INFORMATION GIVEN »
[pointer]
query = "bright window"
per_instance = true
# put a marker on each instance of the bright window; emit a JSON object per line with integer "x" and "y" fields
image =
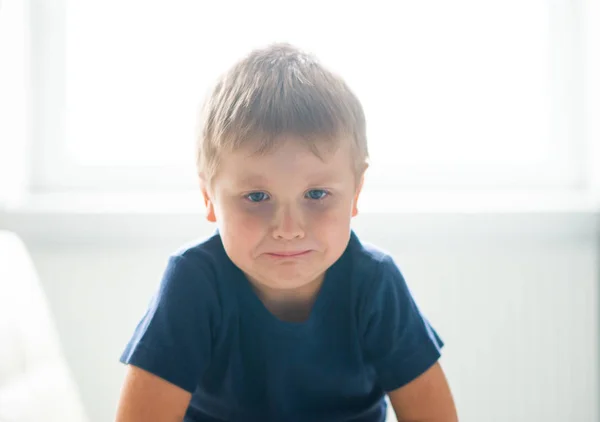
{"x": 461, "y": 94}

REQUIRED TASK »
Put each line of the data above into a JSON list of strings, one string per line, with blank lines left out and the picture omitted.

RESULT FOR THIS TASK »
[
  "[pointer]",
  "query = \"bright window\"",
  "per_instance = true",
  "# put a marker on each instance of the bright window; emit a JSON object per line with integer \"x\" and \"y\" fields",
  "image =",
  "{\"x\": 461, \"y\": 94}"
]